This year, this week…you can make a difference. The issue of suicide is always a bit scary, both because we’re afraid it will happen to someone we love and because we are, for the most part, not very knowledgeable about the subject until it affects us. I have a few people in my life that have been directly impacted by this issue and my heart still breaks for the pain that they experience. While I learned a bit about it, enough to have an intelligent conversation, I was still unaware of the actual statistics on this issue or the information that is available to help us all become more aware. This week is National Suicide Prevention Week and, according to the American Foundation for Suicide Prevention, suicide is the 10th leading cause of death in the U.S. In addition to that, for every suicide that is carried out, there are about 25 more attempts. Life is hard for all of us and, for some, it’s harder. We’ve made some strides in making this topic more mainstream, but we still have work to do. Depression, mental illness, and suicide are not taboo topics; they are a necessary conversation. This is no different than us researching cancer or heart attacks. We all know the warning signs of those and take action to prevent or heal ourselves and those close to us. We should be doing the same work on the topics of mental illness and/or suicide.
PLEASE take a moment and visit their website. Take just a few minutes out of your day to review the information that they have available there. I had wrongly assumed that this was a younger person’s issue, that they were most at risk because of the decisions, life problems, and emotions that they experience. I was so wrong! According to the statics quoted (from 2014), people aged 85+ comprised the highest suicide rate (19.3%), but almost equal (at 19.2%) were those aged 45-64 years old. In particular, men in this age group are at highest risk. Men, in general, die by suicide far more often than women. White men, in particular, accounted for 7 out of 10 suicides. Did you also know that firearms account for just about half of all suicides?

#### [Data block]
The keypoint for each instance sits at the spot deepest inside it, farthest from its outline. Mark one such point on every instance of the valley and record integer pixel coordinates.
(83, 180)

#### [Work request A]
In the post about National Suicide Prevention Week, roughly how many suicide attempts are there for each suicide that is carried out?
#### [Work request B]
Write out the part of the suicide prevention post between "PLEASE take a" and "of all suicides?", inclusive.

#### [Answer area A]
About 25.

#### [Answer area B]
PLEASE take a moment and visit their website. Take just a few minutes out of your day to review the information that they have available there. I had wrongly assumed that this was a younger person’s issue, that they were most at risk because of the decisions, life problems, and emotions that they experience. I was so wrong! According to the statics quoted (from 2014), people aged 85+ comprised the highest suicide rate (19.3%), but almost equal (at 19.2%) were those aged 45-64 years old. In particular, men in this age group are at highest risk. Men, in general, die by suicide far more often than women. White men, in particular, accounted for 7 out of 10 suicides. Did you also know that firearms account for just about half of all suicides?